How many lines of the material below contain the string "building"? Case matters. Reply with the number only.

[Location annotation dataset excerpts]

-- begin --

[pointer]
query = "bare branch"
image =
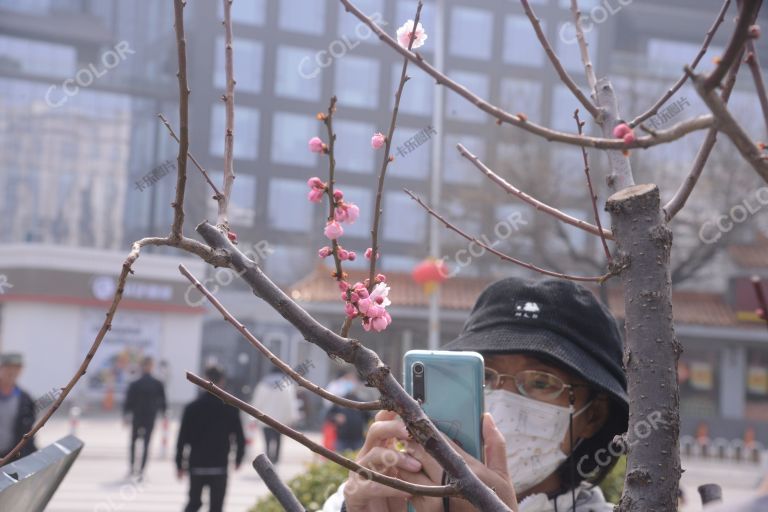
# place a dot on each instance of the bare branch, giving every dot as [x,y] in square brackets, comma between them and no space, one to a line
[505,257]
[216,192]
[686,188]
[395,483]
[521,121]
[369,366]
[229,133]
[592,195]
[747,16]
[672,90]
[387,158]
[727,124]
[279,490]
[539,205]
[306,383]
[757,75]
[561,72]
[589,71]
[181,171]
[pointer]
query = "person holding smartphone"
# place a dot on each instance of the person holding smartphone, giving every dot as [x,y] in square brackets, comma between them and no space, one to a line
[555,397]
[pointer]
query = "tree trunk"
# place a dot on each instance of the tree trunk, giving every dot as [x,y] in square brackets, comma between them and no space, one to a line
[651,350]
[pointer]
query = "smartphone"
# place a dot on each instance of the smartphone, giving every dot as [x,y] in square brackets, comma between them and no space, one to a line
[449,386]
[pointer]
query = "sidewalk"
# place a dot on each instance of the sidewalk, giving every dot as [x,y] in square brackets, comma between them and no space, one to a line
[97,481]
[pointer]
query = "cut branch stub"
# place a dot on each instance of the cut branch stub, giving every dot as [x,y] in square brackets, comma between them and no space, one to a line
[651,350]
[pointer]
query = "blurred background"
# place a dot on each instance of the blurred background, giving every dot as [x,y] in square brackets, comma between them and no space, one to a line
[86,168]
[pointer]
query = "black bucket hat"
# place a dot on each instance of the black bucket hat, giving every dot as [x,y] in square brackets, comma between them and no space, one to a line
[552,318]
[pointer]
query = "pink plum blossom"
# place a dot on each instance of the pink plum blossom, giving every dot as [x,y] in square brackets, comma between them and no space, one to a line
[404,35]
[316,145]
[333,230]
[377,141]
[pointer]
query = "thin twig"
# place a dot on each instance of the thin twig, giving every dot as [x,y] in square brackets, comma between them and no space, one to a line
[229,131]
[727,124]
[308,384]
[561,72]
[589,70]
[686,188]
[592,195]
[395,483]
[757,75]
[181,171]
[672,90]
[216,192]
[279,490]
[387,158]
[505,257]
[539,205]
[521,121]
[747,16]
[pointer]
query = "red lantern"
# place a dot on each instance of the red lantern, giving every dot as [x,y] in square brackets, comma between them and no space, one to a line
[430,273]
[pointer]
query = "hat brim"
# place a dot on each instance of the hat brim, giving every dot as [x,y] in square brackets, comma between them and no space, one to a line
[548,344]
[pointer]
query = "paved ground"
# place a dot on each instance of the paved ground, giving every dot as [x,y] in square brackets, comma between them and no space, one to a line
[97,481]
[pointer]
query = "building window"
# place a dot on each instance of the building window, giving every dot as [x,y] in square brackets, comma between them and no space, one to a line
[295,77]
[290,133]
[242,202]
[521,46]
[247,13]
[289,209]
[412,149]
[246,142]
[404,219]
[521,96]
[357,81]
[248,59]
[352,29]
[456,168]
[306,16]
[458,107]
[417,93]
[568,48]
[353,146]
[471,33]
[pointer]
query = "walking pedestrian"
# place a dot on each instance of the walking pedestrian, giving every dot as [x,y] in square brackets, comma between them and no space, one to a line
[17,409]
[208,430]
[143,401]
[275,396]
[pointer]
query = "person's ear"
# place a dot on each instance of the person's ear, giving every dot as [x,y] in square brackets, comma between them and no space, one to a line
[595,416]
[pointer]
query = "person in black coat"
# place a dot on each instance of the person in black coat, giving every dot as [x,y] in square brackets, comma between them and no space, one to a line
[143,401]
[208,429]
[17,409]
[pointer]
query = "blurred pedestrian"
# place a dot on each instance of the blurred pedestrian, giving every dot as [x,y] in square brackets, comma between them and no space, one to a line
[209,427]
[17,409]
[276,397]
[350,424]
[143,401]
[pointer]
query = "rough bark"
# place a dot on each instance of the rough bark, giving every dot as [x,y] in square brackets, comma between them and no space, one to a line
[651,350]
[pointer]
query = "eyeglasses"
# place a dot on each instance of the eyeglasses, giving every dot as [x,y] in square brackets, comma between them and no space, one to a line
[539,385]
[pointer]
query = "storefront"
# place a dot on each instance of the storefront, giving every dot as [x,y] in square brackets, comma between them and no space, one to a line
[54,300]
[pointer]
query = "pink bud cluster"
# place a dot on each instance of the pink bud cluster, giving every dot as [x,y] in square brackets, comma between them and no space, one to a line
[371,307]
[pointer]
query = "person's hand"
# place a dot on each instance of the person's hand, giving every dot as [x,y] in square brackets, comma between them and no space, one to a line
[363,495]
[493,473]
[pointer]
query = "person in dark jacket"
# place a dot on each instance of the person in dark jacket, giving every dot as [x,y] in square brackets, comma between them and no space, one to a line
[17,409]
[208,429]
[144,400]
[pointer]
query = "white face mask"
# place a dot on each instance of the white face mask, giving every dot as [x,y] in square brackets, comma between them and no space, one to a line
[533,431]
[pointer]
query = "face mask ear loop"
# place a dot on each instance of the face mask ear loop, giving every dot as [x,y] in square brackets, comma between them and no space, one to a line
[572,400]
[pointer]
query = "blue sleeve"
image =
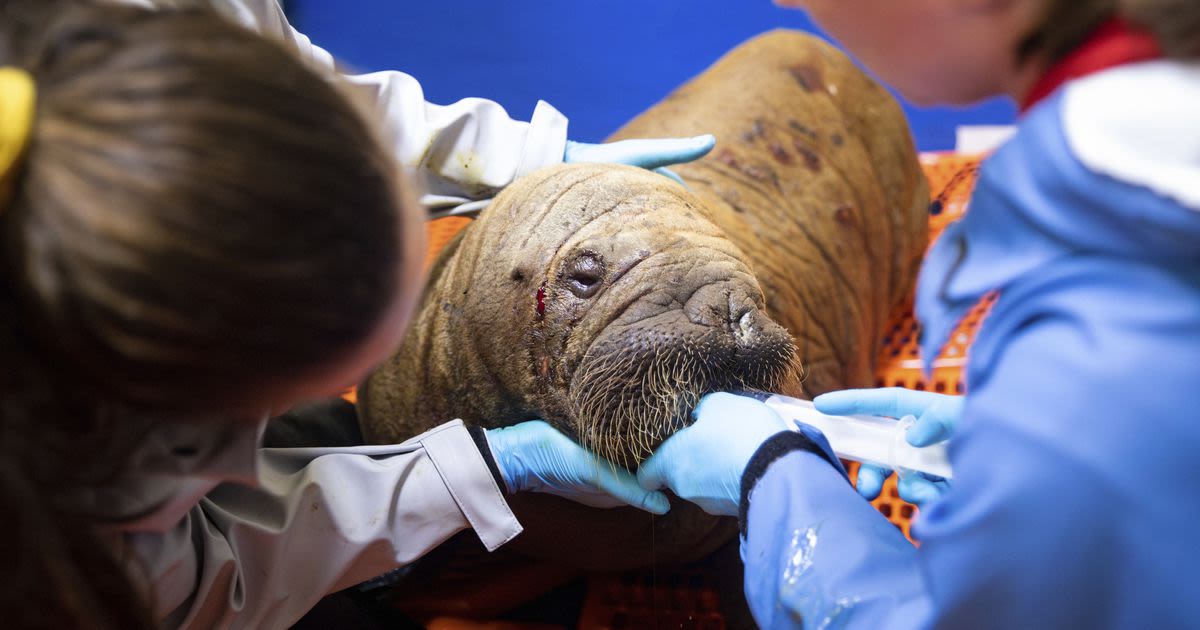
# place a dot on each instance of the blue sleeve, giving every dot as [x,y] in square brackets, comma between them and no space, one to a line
[1074,502]
[819,556]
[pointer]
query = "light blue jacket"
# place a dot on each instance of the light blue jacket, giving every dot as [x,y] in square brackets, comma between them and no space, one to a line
[1077,492]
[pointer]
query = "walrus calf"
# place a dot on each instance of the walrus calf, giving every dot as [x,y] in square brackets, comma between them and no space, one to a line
[609,299]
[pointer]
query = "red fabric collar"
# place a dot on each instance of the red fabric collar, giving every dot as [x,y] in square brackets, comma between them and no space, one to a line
[1114,43]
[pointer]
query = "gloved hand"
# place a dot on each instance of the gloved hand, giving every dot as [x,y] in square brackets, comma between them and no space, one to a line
[703,463]
[535,456]
[651,154]
[936,417]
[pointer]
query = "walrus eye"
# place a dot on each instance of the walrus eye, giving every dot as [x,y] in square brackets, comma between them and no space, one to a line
[585,275]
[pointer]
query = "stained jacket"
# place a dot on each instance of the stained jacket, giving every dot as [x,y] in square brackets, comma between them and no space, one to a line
[1074,501]
[226,534]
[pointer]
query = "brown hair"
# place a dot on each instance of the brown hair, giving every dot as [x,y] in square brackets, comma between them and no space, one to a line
[198,216]
[1065,24]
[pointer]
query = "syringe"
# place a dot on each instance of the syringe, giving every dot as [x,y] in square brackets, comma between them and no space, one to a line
[864,438]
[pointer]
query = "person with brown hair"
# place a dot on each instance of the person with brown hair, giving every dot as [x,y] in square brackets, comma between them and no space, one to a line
[1074,453]
[201,228]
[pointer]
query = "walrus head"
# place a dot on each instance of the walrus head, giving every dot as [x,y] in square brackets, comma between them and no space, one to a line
[637,306]
[598,297]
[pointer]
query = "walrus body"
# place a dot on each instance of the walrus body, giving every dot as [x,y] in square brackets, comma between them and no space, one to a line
[607,299]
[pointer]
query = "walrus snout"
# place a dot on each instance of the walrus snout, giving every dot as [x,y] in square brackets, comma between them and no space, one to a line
[641,377]
[727,306]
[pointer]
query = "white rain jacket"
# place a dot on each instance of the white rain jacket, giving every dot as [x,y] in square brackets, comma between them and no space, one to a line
[228,534]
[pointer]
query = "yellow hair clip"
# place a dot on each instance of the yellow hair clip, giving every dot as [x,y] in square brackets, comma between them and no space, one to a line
[18,99]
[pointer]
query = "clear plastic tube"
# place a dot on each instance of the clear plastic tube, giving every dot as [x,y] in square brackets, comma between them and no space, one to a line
[867,438]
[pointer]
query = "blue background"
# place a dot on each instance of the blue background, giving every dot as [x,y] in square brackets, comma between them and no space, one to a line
[598,61]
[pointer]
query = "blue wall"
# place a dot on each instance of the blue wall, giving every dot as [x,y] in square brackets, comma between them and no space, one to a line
[598,61]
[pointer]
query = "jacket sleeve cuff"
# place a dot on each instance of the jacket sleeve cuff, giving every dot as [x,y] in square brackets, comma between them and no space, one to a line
[479,436]
[775,448]
[460,462]
[545,139]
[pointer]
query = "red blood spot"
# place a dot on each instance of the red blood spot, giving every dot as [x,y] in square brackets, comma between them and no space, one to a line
[726,157]
[811,159]
[845,215]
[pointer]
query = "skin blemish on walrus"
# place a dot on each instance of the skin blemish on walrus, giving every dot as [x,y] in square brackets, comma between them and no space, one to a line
[647,295]
[808,76]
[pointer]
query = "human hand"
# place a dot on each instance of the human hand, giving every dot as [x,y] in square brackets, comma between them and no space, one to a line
[936,417]
[649,154]
[534,456]
[705,462]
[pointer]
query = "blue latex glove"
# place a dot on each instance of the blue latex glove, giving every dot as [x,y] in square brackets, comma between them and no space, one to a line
[936,415]
[651,154]
[703,463]
[534,456]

-- end --

Written response —
2